YOUR TASK:
Please return each entry that follows exactly as written, and keep the pictures out.

[SOURCE MATERIAL]

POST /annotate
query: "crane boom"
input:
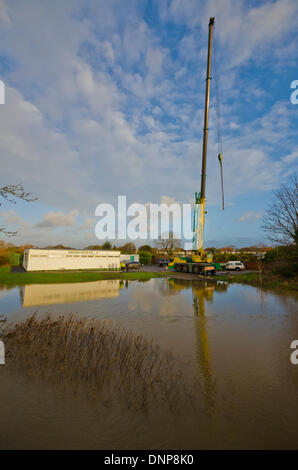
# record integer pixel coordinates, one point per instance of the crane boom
(199, 208)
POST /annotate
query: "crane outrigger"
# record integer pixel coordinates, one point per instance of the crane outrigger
(200, 262)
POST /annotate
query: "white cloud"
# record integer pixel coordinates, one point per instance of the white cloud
(250, 216)
(58, 219)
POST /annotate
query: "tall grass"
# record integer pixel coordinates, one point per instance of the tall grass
(106, 361)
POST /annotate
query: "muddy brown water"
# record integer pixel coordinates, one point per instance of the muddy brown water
(232, 340)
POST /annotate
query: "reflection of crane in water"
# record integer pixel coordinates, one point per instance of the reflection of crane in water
(202, 292)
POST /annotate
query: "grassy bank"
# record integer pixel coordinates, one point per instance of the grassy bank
(16, 279)
(267, 280)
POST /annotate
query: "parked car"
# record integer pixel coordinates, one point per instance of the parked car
(235, 265)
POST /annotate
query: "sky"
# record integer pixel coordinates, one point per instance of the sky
(106, 98)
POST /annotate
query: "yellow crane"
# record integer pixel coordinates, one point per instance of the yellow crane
(200, 262)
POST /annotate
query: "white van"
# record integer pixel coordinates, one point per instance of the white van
(237, 265)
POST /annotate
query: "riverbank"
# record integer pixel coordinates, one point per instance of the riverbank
(266, 280)
(9, 278)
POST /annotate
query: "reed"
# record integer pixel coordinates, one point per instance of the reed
(107, 361)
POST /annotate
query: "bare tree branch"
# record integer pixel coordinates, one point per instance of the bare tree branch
(10, 193)
(281, 219)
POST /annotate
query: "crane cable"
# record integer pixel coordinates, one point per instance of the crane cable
(219, 130)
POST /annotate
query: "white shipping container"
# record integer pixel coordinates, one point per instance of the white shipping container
(128, 258)
(47, 260)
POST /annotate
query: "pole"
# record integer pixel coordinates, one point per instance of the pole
(207, 99)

[/SOURCE MATERIAL]

YOUR RESPONSE:
POST /annotate
query: "crane boom"
input:
# record integer pixel coordinates, one point per instance of the crane boom
(199, 208)
POST /annotate
query: "crane outrigger"
# record integer pixel coordinates, one point per instance of the crane outrigger
(200, 262)
POST /annotate
query: "white cloud"
# record integer pixel coordinates, one point per instance of the white cloud
(250, 216)
(58, 219)
POST /annotate
query: "tall grass"
# record integer pixel coordinates, one point per instance of the tall grass
(106, 361)
POST /annotate
query: "muddy brown water"
# record integer pixel coordinates, one point per instance of the muddy brown water
(232, 340)
POST /annotate
query: "reflection of crane in water"
# record integer pixel coordinates, one point per instance of the reflection of crane in water
(202, 292)
POST /annotate
query: "grassy bank"
# record integer pixel coordinates, one point per instance of the grassy bank
(16, 279)
(267, 280)
POST /annotate
query: "parked car"
# record integer pixel coordinates, one point per instance of the parked car
(235, 265)
POST /annotate
query: "sky"
# record integer pixel coordinates, one point per instance of the sky
(106, 98)
POST /annotate
query: "yellow crane"
# record integer pixel coordinates, one point per instance of the yellow crane
(200, 262)
POST /annotate
query: "white van"
# record integer pixel coordinates, one point per instance of the white van
(237, 265)
POST /annotate
query: "riverbank"
# record integer pixel coordinates, one point per instance of the riverbank
(266, 280)
(9, 278)
POST /annotate
query: "reed"
# record integer pixel coordinates, one point per instance of the reed
(107, 361)
POST /annotate
query: "bare tree branch"
# record integer pixel coordinates, one point per instance of the bare tree branch
(10, 193)
(281, 219)
POST /annotate
query: "crane cable"
# record integer pixel coordinates, one point per instance of the crane cable
(219, 130)
POST /annotate
query: "white shipping container"
# record integer pixel coordinates, one point per instance of the white shipping container
(128, 258)
(47, 260)
POST /annotate
query: "pole"
# record integer pixel coordinates, one point per instance of the pole
(207, 99)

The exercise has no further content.